Do this -> Repeat the lines from the line with "task: segment the tiled floor" to the line with "412], [302, 413]]", swapping "metal ligature" for "wire ligature" and leaving everything else unchanged.

Input material ->
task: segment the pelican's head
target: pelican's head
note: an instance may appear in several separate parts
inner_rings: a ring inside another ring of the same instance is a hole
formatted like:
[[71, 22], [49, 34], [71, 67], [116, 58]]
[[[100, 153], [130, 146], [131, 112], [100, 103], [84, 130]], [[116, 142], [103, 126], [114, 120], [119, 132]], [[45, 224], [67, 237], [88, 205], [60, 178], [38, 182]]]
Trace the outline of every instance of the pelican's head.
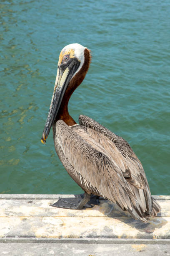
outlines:
[[90, 60], [90, 51], [79, 44], [69, 44], [62, 50], [51, 103], [41, 140], [42, 143], [45, 143], [70, 82], [74, 78], [76, 80], [76, 87], [81, 83], [88, 70]]

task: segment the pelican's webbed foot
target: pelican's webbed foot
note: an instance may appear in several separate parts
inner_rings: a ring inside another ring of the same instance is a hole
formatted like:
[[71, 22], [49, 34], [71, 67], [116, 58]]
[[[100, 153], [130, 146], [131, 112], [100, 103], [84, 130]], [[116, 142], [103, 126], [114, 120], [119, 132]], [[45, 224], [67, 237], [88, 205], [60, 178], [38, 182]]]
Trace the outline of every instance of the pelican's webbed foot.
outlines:
[[52, 205], [51, 206], [65, 209], [81, 210], [83, 208], [91, 208], [92, 205], [100, 204], [98, 198], [99, 197], [90, 195], [85, 192], [84, 194], [75, 195], [75, 197], [61, 198]]

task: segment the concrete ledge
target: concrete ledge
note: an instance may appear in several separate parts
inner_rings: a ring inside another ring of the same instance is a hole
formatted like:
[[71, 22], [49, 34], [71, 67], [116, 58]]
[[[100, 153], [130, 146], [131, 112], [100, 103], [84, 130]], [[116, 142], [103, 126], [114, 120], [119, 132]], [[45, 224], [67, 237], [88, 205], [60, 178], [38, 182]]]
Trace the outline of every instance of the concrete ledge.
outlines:
[[24, 254], [22, 249], [27, 255], [37, 250], [36, 255], [170, 255], [170, 196], [154, 197], [161, 212], [146, 224], [108, 201], [81, 210], [50, 206], [59, 196], [74, 196], [0, 195], [0, 251], [17, 255]]

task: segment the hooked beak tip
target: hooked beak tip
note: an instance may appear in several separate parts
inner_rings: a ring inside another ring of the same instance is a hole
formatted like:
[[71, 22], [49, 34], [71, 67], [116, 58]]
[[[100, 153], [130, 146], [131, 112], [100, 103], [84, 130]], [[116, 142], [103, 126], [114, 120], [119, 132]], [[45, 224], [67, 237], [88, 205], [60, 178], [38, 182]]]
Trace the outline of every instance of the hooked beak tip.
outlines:
[[45, 137], [44, 137], [44, 138], [43, 138], [43, 137], [42, 137], [42, 138], [41, 138], [41, 142], [42, 143], [42, 144], [46, 144], [46, 139], [45, 139]]

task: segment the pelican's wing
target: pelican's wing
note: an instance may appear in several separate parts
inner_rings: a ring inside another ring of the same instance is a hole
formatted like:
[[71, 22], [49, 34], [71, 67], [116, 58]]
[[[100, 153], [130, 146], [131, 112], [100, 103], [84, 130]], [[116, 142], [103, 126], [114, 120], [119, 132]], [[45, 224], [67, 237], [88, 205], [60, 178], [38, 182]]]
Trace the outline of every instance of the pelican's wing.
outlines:
[[150, 216], [156, 215], [160, 208], [152, 200], [142, 165], [127, 141], [88, 117], [81, 115], [79, 121], [96, 140], [102, 136], [100, 144], [120, 169], [141, 210]]
[[105, 149], [79, 125], [71, 128], [59, 120], [55, 128], [59, 156], [82, 189], [116, 203], [134, 218], [146, 221], [147, 212], [141, 209], [121, 170]]

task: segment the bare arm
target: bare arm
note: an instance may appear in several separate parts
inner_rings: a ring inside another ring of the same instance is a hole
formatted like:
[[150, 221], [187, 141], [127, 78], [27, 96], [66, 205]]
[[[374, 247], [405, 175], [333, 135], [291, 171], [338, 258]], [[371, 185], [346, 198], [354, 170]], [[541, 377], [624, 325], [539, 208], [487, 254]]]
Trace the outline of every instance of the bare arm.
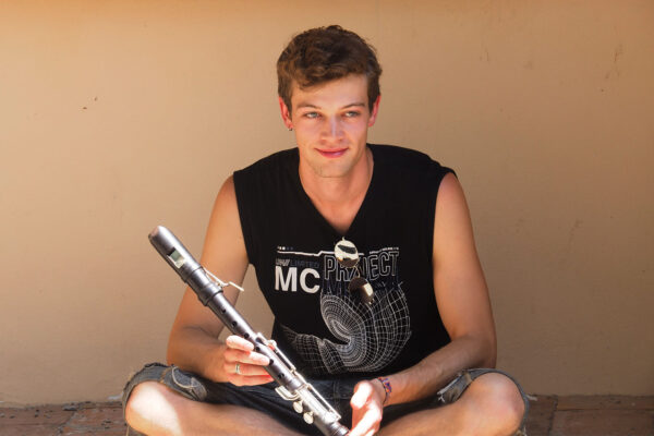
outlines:
[[[392, 392], [384, 405], [434, 395], [455, 375], [469, 367], [493, 367], [496, 359], [495, 324], [488, 289], [477, 257], [470, 213], [463, 190], [447, 174], [438, 190], [434, 223], [433, 270], [436, 302], [451, 338], [446, 347], [416, 365], [389, 375]], [[351, 435], [365, 434], [382, 417], [385, 392], [380, 383], [362, 383], [352, 397]]]
[[[201, 264], [223, 281], [243, 282], [249, 261], [231, 177], [216, 197]], [[239, 291], [227, 287], [223, 292], [235, 304]], [[267, 358], [252, 353], [252, 344], [244, 339], [230, 336], [226, 342], [219, 341], [222, 327], [220, 319], [202, 305], [193, 290], [186, 289], [168, 340], [168, 363], [215, 382], [238, 385], [270, 382], [258, 366], [267, 364]], [[253, 365], [247, 371], [243, 365], [246, 375], [239, 376], [233, 371], [237, 362]]]

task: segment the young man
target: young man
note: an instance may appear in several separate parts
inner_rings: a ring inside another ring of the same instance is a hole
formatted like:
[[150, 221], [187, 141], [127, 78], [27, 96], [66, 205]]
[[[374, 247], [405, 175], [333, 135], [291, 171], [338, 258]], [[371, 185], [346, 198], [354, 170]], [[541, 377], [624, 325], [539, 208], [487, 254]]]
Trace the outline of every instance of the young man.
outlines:
[[[496, 338], [457, 178], [426, 155], [367, 144], [382, 73], [372, 47], [339, 26], [314, 28], [277, 70], [298, 147], [225, 182], [202, 264], [238, 283], [255, 266], [272, 338], [351, 436], [520, 433], [521, 388], [468, 371], [495, 365]], [[339, 264], [341, 252], [353, 263]], [[237, 291], [225, 293], [235, 304]], [[186, 290], [173, 366], [148, 365], [125, 388], [131, 431], [319, 434], [274, 391], [267, 358], [242, 338], [219, 341], [222, 328]]]

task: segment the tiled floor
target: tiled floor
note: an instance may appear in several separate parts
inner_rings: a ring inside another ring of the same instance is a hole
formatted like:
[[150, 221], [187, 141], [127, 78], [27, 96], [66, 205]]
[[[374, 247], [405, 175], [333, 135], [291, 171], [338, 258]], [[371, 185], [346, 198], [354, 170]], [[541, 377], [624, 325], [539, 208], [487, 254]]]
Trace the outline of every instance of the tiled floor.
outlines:
[[[654, 436], [654, 397], [540, 396], [526, 429], [530, 436]], [[0, 408], [2, 436], [124, 434], [116, 402]]]

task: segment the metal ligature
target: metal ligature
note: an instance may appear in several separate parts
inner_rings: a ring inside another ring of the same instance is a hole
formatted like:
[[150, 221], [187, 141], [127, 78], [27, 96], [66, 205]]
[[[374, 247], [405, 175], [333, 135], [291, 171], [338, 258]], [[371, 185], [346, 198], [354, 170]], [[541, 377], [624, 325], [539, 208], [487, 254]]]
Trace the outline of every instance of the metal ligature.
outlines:
[[307, 424], [314, 424], [325, 436], [346, 436], [349, 433], [339, 423], [341, 416], [338, 412], [302, 377], [277, 347], [271, 347], [272, 341], [252, 329], [222, 293], [222, 289], [228, 286], [242, 291], [241, 287], [223, 282], [206, 270], [167, 228], [158, 226], [148, 239], [168, 265], [193, 289], [202, 304], [208, 306], [231, 332], [252, 342], [256, 352], [270, 360], [264, 368], [279, 384], [277, 393], [291, 401], [295, 412], [302, 413]]

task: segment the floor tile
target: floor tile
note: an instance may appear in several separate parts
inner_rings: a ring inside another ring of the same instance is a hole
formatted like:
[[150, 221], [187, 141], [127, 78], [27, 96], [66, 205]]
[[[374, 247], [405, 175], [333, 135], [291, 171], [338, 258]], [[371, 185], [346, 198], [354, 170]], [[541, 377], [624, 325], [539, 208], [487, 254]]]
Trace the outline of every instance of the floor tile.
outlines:
[[564, 410], [554, 414], [550, 436], [653, 436], [654, 411]]

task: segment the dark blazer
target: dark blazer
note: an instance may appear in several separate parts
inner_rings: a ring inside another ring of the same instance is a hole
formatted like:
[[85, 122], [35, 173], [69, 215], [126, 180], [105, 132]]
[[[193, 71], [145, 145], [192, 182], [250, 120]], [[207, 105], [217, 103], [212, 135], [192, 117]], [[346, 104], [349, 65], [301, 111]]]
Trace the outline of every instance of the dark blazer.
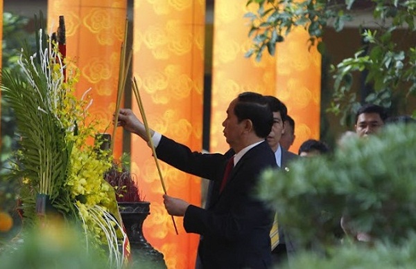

Output of the task ->
task: segment the tiled floor
target: tiled floor
note: an instance may appear in several separate parts
inner_rings: a ring inside another ring of the same instance is a hole
formatted like:
[[150, 221], [187, 141], [127, 78], [27, 96], [66, 205]]
[[[374, 247], [405, 175], [333, 135], [291, 171], [338, 258]], [[371, 185], [346, 198], [354, 170]], [[541, 377], [624, 325], [539, 208], [487, 254]]]
Trace the outline of every instance of the tiled floor.
outlines:
[[[654, 436], [654, 397], [540, 396], [526, 429], [530, 436]], [[0, 408], [2, 436], [124, 434], [116, 402]]]

task: segment the wire ligature
target: wire ligature
note: an instance may appear in several separate parts
inner_rings: a ring inside another ring of the same instance is a hole
formatted like:
[[150, 221], [187, 141], [127, 78], [27, 96], [66, 205]]
[[[374, 247], [405, 175], [333, 135], [291, 171], [338, 258]], [[371, 185], [346, 198], [354, 170]], [[541, 377], [624, 325], [539, 208], [487, 254]]]
Trace the outline of every instance of the wire ligature.
outlines:
[[307, 424], [314, 424], [325, 436], [346, 436], [349, 433], [339, 423], [341, 416], [338, 412], [302, 377], [277, 347], [271, 347], [272, 341], [252, 329], [222, 293], [222, 289], [228, 286], [242, 291], [241, 287], [223, 282], [206, 270], [167, 228], [158, 226], [148, 239], [168, 265], [193, 289], [202, 304], [208, 306], [231, 332], [252, 342], [256, 352], [270, 360], [264, 368], [279, 384], [277, 393], [291, 401], [295, 412], [302, 413]]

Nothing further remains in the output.